(Partes del ejercicio)
a. Responde estas preguntas sobre el texto acerca del caciquismo:
(i) ¿Cuántos años pasó como diplomático canadiense quien escribe?
(ii) ¿Qué hacen los caciques cuando se mueven de un puesto a otro?
(iii) Según el texto, ¿quién gobierna Rusia con puño de hierro?
b. ¿Podrías prolongar el texto sobre el caciquismo a partir de su última oración?

(Extracto proporcionado)
Martes 7 de noviembre, 2017

Tras 40 años como diplomático canadiense, muchos de ellos en Latinoamérica, he aprendido que el caciquismo es la antítesis del buen liderazgo. Sin embargo, continúa prosperando en muchas partes del mundo, y a pesar de que las generaciones más jóvenes y mejor educadas ahora irritan a los sistemas de administración política que no permiten el diálogo, ni el intercambio con sus líderes.

Los caciques son los líderes y árbitros absolutos en sus organizaciones.

Estos demandan lealtad absoluta, adulación que raye con la adoración. Cuando los caciques se mueven de un puesto a otro llevan consigo a los seguidores en quienes confían. El resultado es la corrupción institucional, sus seguidores deben ser leales sólo al cacique y no a la institución a la cual se supone deben servir.

Tristemente, en la mayoría de los casos, eso resulta en tener a gente incompetente trabajando en temas clave. La gente competente es su rival y los caciques desprecian a quien sea que aleje los reflectores de ellos.

El caciquismo no está restringido a América Latina. De hecho, es prevalente en muchas partes del mundo. En Rusia, Vladimir Putin gobierna con puño de hierro. Hungría, Turquía y Venezuela, así como las Filipinas, son algunos otros de los países en los cuales el caciquismo muestra su dominio. En África, el caciquismo siempre ha existido, y ahí continúa, al día de hoy, gobernando políticas y negocios. En Asia las estructuras de administración jerárquicas aún están a la orden del día, para detrimento de sus sociedades. No hay lugar para la oposición o el diálogo constructivo.

(Lista de ítems)
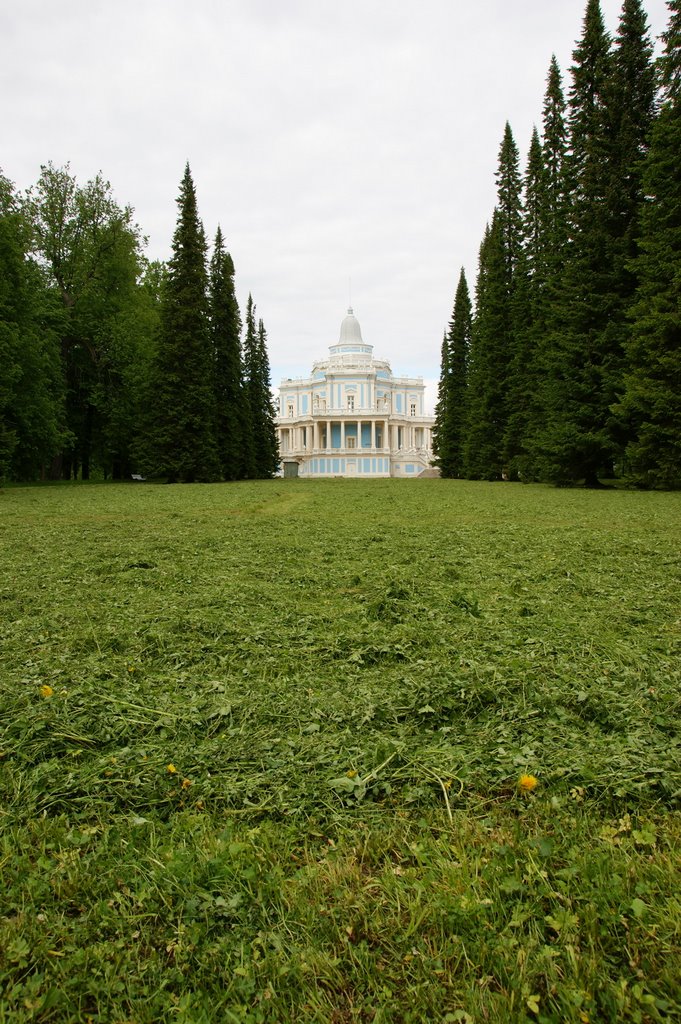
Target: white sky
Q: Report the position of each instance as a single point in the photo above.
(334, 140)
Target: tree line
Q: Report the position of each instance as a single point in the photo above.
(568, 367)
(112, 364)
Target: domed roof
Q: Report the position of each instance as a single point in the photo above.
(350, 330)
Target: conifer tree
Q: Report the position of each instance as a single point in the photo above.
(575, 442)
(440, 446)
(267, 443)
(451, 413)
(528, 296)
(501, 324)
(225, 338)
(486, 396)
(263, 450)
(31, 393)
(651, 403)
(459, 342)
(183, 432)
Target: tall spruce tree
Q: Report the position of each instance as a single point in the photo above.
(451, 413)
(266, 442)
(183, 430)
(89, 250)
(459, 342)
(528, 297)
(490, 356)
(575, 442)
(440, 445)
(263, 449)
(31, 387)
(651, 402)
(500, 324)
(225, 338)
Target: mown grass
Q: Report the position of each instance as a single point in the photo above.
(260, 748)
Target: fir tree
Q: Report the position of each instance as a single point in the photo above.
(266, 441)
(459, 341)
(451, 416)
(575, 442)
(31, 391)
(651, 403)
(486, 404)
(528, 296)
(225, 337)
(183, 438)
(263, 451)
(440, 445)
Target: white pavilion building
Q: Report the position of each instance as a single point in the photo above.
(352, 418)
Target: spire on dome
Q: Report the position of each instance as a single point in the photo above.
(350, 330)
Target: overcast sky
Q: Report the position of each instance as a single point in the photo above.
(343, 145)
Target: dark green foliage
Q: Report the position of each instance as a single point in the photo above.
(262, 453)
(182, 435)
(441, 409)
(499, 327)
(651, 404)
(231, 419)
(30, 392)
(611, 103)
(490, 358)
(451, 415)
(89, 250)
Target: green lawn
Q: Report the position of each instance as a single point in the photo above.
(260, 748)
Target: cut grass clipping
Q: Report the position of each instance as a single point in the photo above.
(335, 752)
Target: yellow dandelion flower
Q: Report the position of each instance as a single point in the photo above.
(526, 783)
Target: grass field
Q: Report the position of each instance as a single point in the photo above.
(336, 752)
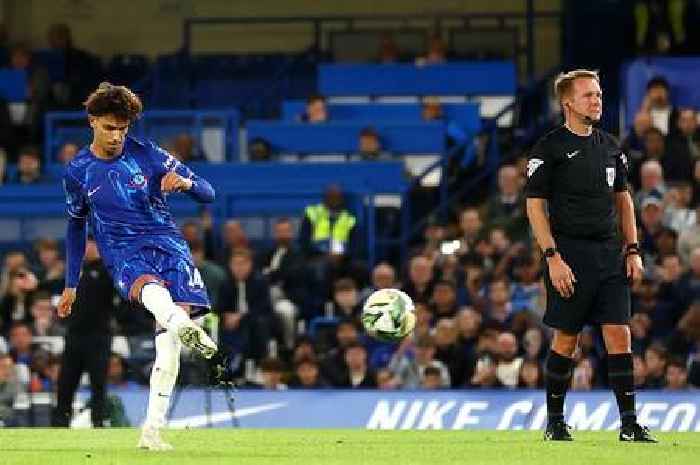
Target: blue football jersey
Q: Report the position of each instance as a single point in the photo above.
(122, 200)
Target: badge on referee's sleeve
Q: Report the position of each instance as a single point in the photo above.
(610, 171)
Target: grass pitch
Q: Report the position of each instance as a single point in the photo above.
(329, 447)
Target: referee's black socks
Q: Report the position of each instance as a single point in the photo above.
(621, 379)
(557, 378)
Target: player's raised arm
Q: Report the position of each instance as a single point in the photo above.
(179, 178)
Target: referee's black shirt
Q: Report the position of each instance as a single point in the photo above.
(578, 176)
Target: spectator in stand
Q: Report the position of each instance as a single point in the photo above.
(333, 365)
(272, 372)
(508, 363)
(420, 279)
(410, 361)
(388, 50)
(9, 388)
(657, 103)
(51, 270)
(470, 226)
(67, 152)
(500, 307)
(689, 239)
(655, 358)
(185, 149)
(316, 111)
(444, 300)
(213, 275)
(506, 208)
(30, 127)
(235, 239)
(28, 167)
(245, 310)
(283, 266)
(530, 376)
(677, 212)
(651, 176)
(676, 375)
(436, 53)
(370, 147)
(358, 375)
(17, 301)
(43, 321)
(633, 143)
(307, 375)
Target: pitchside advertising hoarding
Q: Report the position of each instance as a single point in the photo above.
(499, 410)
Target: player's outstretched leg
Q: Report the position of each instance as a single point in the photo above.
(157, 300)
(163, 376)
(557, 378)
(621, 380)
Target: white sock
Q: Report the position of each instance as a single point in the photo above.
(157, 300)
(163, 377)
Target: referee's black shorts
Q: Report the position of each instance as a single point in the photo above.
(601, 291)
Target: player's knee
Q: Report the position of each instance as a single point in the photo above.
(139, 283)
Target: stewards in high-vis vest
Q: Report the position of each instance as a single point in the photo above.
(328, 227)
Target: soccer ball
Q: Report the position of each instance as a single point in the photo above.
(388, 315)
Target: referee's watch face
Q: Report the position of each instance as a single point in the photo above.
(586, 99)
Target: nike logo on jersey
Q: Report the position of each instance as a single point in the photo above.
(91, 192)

--

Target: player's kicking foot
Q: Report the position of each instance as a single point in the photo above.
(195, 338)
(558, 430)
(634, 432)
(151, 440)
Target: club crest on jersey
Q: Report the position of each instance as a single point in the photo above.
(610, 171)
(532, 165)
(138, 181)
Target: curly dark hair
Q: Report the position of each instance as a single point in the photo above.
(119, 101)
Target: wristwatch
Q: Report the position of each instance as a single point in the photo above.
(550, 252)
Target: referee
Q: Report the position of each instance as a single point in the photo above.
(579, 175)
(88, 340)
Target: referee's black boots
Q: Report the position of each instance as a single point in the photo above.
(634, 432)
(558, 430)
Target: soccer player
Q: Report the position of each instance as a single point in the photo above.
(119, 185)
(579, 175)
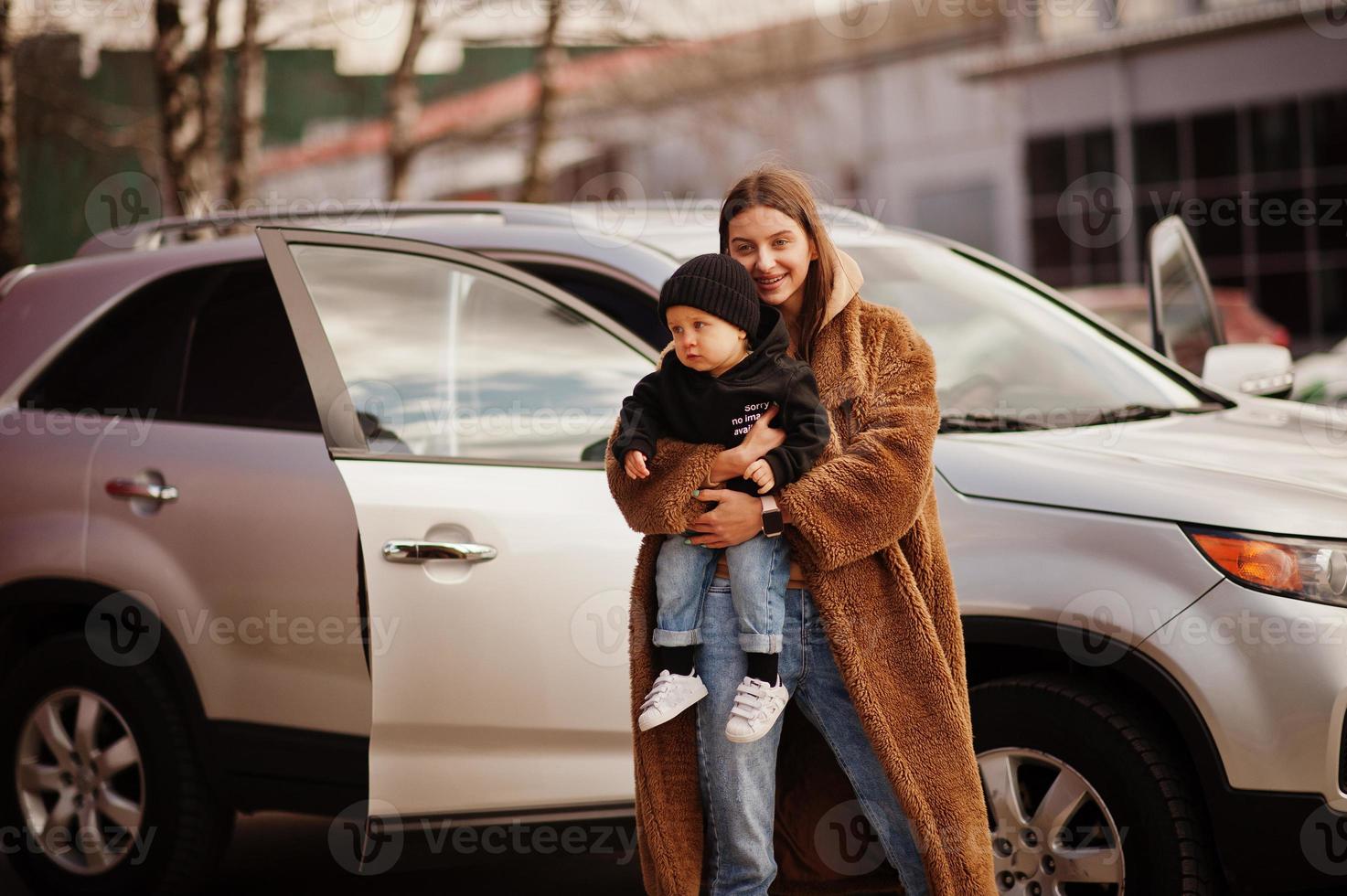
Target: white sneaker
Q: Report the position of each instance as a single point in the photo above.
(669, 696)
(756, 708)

(Resultados)
a.
(i) 40 años.
(ii) Llevan consigo a los seguidores en quienes confían.
(iii) Vladimir Putin.

b.
La adulación domina y los caciques guían.

El Primer Ministro canadiense Justin Trudeau ha señalado que “no se puede gobernar individualmente. Lo que realmente importa es que el liderazgo se trate de reunir a individuos extraordinarios y aprovechar lo mejor de ellos”.

Es lo mismo para cualquier organización.

El liderazgo es inspirar a las personas a dar lo mejor de sí mismas. A buscar la excelencia. A ir un paso más allá.

Significa escuchar, tanto como hablar y dialogar más que dictar a las personas. Escuchar y hacerse disponible todo el tiempo para consultas, guías, pero, sobre todo, para escuchar nuevas ideas.

Diálogo, no monólogo.

Los verdaderos líderes tratan a la gente con respeto. Permiten a las personas realizarse al máximo, y las reconocen cuando lo hacen.

El liderazgo no se trata de insultar a las personas o faltarles al respeto. Es reconocerlas cuando deban ser reconocidas, y darles consejos constructivos cuando se necesite. No es menospreciarlas o atacar su dignidad, sino, más bien, reforzar su autoestima y valor dentro de la organización.

El miedo y la intimidación no son habilidades de liderazgo, pues sólo sirven para crear resentimiento e inhibir a otros de hacer contribuciones productivas.

Sin embargo, muchas organizaciones aún son administradas en estas líneas alrededor del mundo y esto es lo que les evita volverse operaciones del siglo XXI totalmente funcionales, capaces, no sólo de sobrevivir en una economía globalizada, pero de poder competir exitosamente con lo mejor que el mundo tiene que ofrecer.

Hay que mirar a los ejemplos de líderes exitosos a través de la historia. Mahatma Gandhi, Martin Luther King, Nelson Mandela, la Madre Teresa, y otros, buscaron salir y acercarse a la gente, tratarlos con respeto y reconociendo sus talentos, logros y ser compasivos con todos. Rechazaron la adulación y prefirieron vivir sus vidas sin buscar la gloria o el reconocimiento para sí, pero, más bien, para las causas que representaban y para la humanidad a la que servían.

El liderazgo es conectarse con la gente y motivarlos a ser mejores, es empoderar a las personas. Como ha observado varias veces el fundador de Microsoft Bill Gates, “Al mirar hacia el próximo siglo, los líderes serán quienes empoderen a otros”.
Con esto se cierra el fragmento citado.